→ Task prompt
Print the entire listing. Each line must match the original exactly.

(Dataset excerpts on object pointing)
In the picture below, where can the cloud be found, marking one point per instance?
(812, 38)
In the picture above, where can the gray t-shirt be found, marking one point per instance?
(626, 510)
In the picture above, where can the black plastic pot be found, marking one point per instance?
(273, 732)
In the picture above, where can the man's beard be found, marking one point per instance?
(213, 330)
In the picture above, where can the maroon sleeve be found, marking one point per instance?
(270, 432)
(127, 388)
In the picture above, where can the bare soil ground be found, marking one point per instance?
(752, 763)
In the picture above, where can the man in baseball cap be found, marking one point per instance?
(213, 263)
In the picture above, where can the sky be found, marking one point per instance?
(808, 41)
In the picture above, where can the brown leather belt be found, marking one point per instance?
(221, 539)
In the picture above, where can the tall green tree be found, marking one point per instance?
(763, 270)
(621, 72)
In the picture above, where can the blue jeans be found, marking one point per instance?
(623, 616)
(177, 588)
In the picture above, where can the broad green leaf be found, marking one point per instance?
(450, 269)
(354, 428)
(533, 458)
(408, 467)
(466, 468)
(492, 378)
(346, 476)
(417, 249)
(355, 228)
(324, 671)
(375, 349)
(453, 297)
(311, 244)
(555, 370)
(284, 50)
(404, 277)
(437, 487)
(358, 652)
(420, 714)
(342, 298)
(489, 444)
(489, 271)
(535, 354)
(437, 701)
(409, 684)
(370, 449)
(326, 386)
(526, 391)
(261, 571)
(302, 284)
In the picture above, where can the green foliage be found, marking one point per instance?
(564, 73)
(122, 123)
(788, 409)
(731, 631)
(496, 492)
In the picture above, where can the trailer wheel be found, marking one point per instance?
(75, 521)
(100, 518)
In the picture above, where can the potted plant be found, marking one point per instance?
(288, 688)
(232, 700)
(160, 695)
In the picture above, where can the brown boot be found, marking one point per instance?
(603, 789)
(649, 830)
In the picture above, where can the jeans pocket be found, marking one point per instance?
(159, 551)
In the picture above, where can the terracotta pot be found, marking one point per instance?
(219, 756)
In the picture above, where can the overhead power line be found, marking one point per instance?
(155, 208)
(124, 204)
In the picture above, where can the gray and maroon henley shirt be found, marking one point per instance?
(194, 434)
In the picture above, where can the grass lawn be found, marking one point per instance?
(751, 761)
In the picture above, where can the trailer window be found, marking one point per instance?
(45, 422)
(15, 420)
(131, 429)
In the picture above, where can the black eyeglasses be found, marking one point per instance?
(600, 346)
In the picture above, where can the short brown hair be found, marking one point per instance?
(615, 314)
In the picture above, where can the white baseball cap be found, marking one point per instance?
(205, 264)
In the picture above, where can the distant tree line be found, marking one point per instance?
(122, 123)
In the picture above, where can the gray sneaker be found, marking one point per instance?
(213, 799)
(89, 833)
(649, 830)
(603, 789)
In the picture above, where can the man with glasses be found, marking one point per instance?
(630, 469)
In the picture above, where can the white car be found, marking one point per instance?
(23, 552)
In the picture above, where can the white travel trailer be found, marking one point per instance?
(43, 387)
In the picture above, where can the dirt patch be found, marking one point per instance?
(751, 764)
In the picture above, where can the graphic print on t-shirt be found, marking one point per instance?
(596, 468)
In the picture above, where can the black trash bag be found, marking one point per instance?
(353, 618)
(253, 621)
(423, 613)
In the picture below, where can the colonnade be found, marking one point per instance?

→ Result
In the picture below, where can the cloud be found, marking one point per instance?
(812, 38)
In the picture above, where can the gray t-shirt be found, marking one point per instance?
(626, 510)
In the picture above, where can the black plastic pot be found, marking one point per instance?
(273, 732)
In the picture above, where can the man's beard be found, marking one point per instance?
(213, 330)
In the picture above, where can the maroon sleeve be found, marking one point per instance?
(270, 432)
(127, 388)
In the picture above, where can the bare soil ground be found, marking one point per instance?
(752, 763)
In the picture above, where can the man in baseball cap be found, marking one point per instance?
(213, 263)
In the picture above, where can the sky be found, marking one point per instance?
(808, 41)
In the picture above, where can the brown leather belt be found, marking one point per instance?
(221, 539)
In the picture above, where can the tall green tree be found, marking one point per instance?
(763, 270)
(621, 72)
In the picture above, where can the blue jeans be found, marking one point per instance?
(623, 616)
(177, 588)
In the picture above, where can the broad green leaf be found, marking one point per instance?
(450, 269)
(354, 428)
(533, 458)
(408, 467)
(466, 468)
(492, 378)
(346, 476)
(417, 249)
(355, 228)
(324, 671)
(375, 349)
(453, 297)
(311, 244)
(555, 370)
(284, 50)
(404, 277)
(437, 487)
(358, 652)
(420, 714)
(342, 298)
(489, 444)
(489, 271)
(535, 354)
(437, 701)
(409, 684)
(370, 449)
(326, 386)
(526, 391)
(261, 571)
(302, 284)
In the picture above, where can the green foliage be found, marking one point per instance?
(564, 73)
(122, 123)
(788, 409)
(731, 631)
(496, 492)
In the picture above, where can the trailer wheel be found, marking one point per instance?
(75, 521)
(100, 518)
In the picture above, where can the potted plant be found, marking one point per instance?
(288, 688)
(232, 700)
(160, 695)
In the picture above, where can the brown boot be found, marking one point per instance?
(603, 789)
(649, 830)
In the picture above, where can the jeans pocket be found, marking one point per instance?
(159, 551)
In the picture above, where can the terracotta pot be found, marking one point per instance?
(219, 756)
In the picture above, where can the overhead power line be found, marking one point per instance?
(155, 208)
(124, 204)
In the picture above, where can the gray and maroon henley shirt be found, marking one point per instance?
(194, 434)
In the picture above, where can the grass lawn be found, marking one point per instance?
(751, 761)
In the picture above, where can the trailer window be found, marking one point per instance?
(45, 422)
(15, 420)
(131, 429)
In the picture above, where can the black eyeglasses be found, marking one point per instance?
(600, 346)
In the picture above, where can the short brown hair be found, marking one point per instance?
(615, 314)
In the picture above, where can the white baseball cap be found, marking one point per instance?
(205, 264)
In the picture above, where can the distant tree line be found, marking one point per instance?
(122, 123)
In the picture above, where can the gray sneaker be found, marking one point per instance?
(213, 799)
(89, 833)
(649, 830)
(603, 789)
In the picture above, where can the man with glasses be found, marking one point per instance?
(630, 469)
In the picture above, where can the white car be found, marking one point per instance?
(23, 552)
In the picture above, where can the white travel trailer be found, marking one point per instance?
(43, 387)
In the picture above, where can the dirt patch be found, marking one point per instance?
(751, 764)
In the picture above, where can the graphic print on t-shirt be found, marking one point per instance?
(596, 468)
In the picture above, where can the black trash bag be found, marking one point per instance?
(353, 618)
(253, 621)
(423, 613)
In the picture below, where can the colonnade be found, marking one point per instance?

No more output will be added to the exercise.